Write out the passage of the text on missing unaccompanied children and human trafficking, starting at "There have been" and ending at "of Homeland Security.".

### PAGE TEXT
-- -- --

There have been two hearings on UACs, one in April 2023 and the latest in October 2023. When asked about these missing children during the October hearing, Mr. Cardell Morant could not provide an accounting of the number of Unaccompanied Alien Children (UACs) who have gone missing. And he still hasn't, according to Grassley. Morant is the Assistant Director for Homeland Security Investigations and Director of the DHS Center for Countering Human Trafficking in the U.S. Department of Homeland Security.
One of the most disturbing aspects of Grassley's letter confirms the aiding and abetting of trafficked children by government agencies and their NGO partners. Grassley reveals he has heard from credible whistleblowers who have identified specific children who have been "placed in the hands of probable traffickers by HHS despite clear red flags, as well as allegations of deliberate indifference to their suffering both by HHS and nongovernmental organizations (NGOs) responsible for identifying and vetting sponsors and transporting children to their custody."
According to the Center for Immigration Studies (CIS), human trafficking is best managed at the local and State level. Coordination among jurisdictions is necessary but is often too fragmented. Mark Kirkorian and Frank Russo spoke about the need for states to intervene in a Jan. 18 podcast from CIS in an excerpt below:
"Another challenge in the battle against human trafficking lies in the fragmented focus of victim advocacy organizations, state and local jurisdictions, and federal prosecutors. Each entity concentrates on different aspects of human trafficking, resulting in a lack of collaboration and a failure to understand the factors that drive the trafficking of individuals to the U.S.
Russo offers recommendations for how the state and local levels can better fight human trafficking. One key suggestion is to provide resources to individuals who can prove they were trafficked and will testify against their traffickers, such as placing them in a safe house to ensure their protection. Another is to adopt specific language in state law that can hold employers responsible for labor trafficking occurring in their facilities or through their use of contractors."
Florida Grand Jury Empaneled to Investigate Border-Related Criminal Activity
On Jun. 17, 2022, Governor DeSantis petitioned the Supreme Court of Florida to impanel a statewide grand jury to look at border-related criminal activity, including human trafficking. On Jun. 29, the Florida Supreme Court ordered the empanelment. The information published in the third and the fifth presentments or reports from the grand jury investigation is deeply disturbing, and according to the jurors, most Floridians are naive and unaware of the ways NGOs and the government aid and abet human trafficking and drug smuggling. Cartels are operating with impunity, facilitating the flow of drugs, weapons, and humans across our borders.

-- -- --

Records contained in a dataset:

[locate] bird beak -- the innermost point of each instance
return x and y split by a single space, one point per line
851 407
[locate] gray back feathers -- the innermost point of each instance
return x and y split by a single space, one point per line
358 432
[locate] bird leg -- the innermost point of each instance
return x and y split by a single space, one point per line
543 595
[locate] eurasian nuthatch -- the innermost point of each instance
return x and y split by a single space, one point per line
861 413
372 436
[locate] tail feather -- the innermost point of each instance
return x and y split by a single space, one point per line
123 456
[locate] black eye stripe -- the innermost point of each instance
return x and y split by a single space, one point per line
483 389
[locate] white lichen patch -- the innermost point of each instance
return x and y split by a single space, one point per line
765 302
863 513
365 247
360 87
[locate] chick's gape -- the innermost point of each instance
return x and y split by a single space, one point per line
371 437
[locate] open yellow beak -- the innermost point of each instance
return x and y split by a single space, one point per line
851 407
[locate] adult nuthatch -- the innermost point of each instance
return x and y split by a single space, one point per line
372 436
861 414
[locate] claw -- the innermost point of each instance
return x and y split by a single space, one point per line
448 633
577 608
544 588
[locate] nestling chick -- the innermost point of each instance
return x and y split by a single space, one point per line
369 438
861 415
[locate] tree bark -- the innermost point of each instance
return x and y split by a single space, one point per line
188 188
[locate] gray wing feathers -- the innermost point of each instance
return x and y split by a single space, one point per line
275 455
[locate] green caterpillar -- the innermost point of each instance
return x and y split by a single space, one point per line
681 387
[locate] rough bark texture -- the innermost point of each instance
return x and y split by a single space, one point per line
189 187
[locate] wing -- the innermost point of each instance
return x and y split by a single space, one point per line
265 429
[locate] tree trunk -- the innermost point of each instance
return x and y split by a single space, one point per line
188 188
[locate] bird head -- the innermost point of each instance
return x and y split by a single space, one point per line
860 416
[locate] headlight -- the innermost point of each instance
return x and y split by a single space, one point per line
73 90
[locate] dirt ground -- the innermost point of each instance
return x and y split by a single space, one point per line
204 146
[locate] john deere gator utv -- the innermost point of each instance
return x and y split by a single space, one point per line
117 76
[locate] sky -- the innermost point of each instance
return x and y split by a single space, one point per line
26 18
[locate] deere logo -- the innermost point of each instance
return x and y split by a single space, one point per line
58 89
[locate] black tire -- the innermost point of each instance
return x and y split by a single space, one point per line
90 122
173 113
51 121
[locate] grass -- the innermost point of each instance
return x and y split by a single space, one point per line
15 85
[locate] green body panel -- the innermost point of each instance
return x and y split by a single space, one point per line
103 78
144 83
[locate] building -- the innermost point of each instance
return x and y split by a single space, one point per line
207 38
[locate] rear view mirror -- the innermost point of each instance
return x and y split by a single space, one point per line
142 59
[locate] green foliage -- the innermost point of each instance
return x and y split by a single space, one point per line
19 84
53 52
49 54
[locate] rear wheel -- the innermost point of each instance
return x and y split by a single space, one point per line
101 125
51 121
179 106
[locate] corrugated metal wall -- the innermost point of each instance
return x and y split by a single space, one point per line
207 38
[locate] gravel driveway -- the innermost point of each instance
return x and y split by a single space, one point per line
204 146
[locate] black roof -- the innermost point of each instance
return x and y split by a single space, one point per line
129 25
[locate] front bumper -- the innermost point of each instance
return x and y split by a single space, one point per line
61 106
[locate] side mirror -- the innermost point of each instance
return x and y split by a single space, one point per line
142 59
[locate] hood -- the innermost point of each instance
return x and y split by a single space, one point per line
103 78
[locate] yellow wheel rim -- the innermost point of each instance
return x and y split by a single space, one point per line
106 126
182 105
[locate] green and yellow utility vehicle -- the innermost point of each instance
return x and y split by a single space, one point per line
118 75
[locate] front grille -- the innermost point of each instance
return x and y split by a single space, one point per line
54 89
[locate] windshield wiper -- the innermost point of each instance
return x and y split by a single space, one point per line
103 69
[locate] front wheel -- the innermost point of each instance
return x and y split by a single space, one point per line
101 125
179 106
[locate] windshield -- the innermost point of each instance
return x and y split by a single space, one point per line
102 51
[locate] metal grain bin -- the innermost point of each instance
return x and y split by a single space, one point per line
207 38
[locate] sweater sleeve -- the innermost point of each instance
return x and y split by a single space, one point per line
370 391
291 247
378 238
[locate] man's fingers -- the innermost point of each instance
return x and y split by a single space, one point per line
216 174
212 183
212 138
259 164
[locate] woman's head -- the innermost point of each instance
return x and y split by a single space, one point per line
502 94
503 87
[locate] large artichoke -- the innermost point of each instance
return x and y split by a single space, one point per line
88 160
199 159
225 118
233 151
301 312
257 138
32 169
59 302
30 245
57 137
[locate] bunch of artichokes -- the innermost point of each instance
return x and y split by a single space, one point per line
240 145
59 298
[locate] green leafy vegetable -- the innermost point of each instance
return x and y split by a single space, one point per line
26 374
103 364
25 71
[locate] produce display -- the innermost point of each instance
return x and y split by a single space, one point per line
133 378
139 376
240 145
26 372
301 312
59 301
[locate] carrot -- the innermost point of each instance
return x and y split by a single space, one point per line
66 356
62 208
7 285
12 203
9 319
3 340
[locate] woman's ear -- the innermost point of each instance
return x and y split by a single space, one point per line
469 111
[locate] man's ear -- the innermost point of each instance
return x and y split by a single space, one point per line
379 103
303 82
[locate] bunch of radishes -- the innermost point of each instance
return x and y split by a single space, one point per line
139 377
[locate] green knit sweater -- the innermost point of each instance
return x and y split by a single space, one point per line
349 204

-- -- --

### FULL OUTPUT
There have been two hearings on UACs, one in April 2023 and the latest in October 2023. When asked about these missing children during the October hearing, Mr. Cardell Morant could not provide an accounting of the number of Unaccompanied Alien Children (UACs) who have gone missing. And he still hasn't, according to Grassley. Morant is the Assistant Director for Homeland Security Investigations and Director of the DHS Center for Countering Human Trafficking in the U.S. Department of Homeland Security.